--- start DATASET ---

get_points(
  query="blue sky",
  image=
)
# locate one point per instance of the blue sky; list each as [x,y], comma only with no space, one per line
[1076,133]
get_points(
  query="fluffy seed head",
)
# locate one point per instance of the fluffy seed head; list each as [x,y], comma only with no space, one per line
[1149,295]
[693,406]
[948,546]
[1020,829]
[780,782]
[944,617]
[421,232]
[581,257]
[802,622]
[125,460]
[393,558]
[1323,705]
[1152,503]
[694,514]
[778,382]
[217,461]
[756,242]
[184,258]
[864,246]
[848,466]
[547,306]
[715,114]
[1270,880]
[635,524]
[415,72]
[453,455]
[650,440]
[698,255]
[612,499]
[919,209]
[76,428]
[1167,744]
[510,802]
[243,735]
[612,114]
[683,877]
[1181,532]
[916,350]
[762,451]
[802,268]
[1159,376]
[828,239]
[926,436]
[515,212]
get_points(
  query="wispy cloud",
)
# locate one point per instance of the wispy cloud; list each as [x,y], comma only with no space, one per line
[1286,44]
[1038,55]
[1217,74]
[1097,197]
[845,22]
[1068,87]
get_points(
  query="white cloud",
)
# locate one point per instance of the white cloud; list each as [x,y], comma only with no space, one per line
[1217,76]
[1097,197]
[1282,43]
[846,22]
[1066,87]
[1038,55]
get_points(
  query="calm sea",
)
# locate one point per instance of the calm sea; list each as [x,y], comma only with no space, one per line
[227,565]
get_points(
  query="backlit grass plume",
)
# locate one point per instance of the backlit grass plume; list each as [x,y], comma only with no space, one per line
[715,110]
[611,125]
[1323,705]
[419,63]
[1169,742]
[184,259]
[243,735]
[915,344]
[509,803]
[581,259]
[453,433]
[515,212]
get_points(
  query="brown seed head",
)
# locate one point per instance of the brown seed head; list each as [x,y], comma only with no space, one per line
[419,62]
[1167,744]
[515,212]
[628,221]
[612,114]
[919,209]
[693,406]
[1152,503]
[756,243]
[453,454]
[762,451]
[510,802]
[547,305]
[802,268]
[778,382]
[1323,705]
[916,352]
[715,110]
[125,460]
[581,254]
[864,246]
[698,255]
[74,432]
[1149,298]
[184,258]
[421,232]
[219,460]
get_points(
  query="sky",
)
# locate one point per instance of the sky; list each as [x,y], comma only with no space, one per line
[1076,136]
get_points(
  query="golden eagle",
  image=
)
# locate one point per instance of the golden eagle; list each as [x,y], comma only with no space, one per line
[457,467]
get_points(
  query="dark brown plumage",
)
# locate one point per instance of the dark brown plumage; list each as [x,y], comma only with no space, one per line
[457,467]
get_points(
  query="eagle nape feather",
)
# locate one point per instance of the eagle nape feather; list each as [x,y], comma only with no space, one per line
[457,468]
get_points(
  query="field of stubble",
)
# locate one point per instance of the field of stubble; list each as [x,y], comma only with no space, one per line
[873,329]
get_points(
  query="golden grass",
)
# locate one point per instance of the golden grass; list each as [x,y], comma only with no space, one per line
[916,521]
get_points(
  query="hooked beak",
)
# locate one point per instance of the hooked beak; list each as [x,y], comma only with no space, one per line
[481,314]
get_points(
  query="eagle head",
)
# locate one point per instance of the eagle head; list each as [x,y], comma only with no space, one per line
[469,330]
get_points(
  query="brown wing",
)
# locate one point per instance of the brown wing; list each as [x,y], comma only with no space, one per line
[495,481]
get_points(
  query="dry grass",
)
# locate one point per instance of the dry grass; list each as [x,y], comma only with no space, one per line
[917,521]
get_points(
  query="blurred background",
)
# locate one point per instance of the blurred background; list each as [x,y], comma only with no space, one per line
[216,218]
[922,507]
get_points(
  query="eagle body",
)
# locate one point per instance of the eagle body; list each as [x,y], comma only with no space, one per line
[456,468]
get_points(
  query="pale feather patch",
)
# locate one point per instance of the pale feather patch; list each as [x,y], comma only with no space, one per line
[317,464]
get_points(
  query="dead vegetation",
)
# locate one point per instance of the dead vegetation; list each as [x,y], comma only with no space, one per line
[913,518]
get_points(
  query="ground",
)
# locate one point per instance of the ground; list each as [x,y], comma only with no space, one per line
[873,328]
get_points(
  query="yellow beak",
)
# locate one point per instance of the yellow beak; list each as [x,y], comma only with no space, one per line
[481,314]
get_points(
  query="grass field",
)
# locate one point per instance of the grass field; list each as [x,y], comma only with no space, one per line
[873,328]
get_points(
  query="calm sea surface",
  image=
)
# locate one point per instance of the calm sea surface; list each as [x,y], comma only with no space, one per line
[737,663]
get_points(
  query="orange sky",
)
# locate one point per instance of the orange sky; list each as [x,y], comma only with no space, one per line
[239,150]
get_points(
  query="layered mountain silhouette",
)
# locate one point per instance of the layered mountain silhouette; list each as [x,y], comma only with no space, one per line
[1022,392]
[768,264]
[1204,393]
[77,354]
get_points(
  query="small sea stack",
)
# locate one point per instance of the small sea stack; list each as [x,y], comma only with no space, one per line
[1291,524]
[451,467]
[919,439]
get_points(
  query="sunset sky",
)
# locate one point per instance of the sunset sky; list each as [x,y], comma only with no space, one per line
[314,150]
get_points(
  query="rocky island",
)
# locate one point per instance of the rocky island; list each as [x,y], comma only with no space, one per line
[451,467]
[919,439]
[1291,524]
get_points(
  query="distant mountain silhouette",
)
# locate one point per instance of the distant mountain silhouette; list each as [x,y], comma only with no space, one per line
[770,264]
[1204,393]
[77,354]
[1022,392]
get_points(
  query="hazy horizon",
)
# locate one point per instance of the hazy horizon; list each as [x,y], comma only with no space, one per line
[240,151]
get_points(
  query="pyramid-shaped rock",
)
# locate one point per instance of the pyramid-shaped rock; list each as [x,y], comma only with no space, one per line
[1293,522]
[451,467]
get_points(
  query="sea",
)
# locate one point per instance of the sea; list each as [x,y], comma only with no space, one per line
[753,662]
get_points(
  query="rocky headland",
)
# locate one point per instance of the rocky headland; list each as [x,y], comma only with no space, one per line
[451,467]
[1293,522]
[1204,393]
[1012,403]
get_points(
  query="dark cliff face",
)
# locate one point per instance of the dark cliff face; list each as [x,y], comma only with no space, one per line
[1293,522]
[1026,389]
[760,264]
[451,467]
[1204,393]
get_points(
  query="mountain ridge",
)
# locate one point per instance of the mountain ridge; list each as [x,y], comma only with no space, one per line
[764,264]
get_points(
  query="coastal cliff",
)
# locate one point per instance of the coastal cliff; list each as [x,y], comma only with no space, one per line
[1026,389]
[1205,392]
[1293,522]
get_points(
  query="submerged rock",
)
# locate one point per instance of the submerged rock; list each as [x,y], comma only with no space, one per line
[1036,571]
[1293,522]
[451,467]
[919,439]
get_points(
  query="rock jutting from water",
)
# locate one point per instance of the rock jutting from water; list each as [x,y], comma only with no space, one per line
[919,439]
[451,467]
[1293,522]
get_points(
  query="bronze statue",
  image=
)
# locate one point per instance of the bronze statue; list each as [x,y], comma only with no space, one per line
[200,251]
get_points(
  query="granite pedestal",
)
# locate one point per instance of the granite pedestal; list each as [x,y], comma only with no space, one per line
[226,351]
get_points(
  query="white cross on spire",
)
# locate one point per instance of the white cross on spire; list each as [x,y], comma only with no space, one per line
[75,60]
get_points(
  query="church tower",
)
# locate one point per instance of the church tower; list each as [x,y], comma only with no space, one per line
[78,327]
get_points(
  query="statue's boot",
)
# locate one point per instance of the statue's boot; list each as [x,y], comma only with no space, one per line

--- end DATASET ---

● **GIVEN REQUEST**: Locate every line in the entries that contains the word "spire" and copy each one.

● **REPLY TO THE EXERCISE**:
  query="white cross on spire",
# locate one point per instance of the white cross on spire; list each as [x,y], comma only with no space, one per line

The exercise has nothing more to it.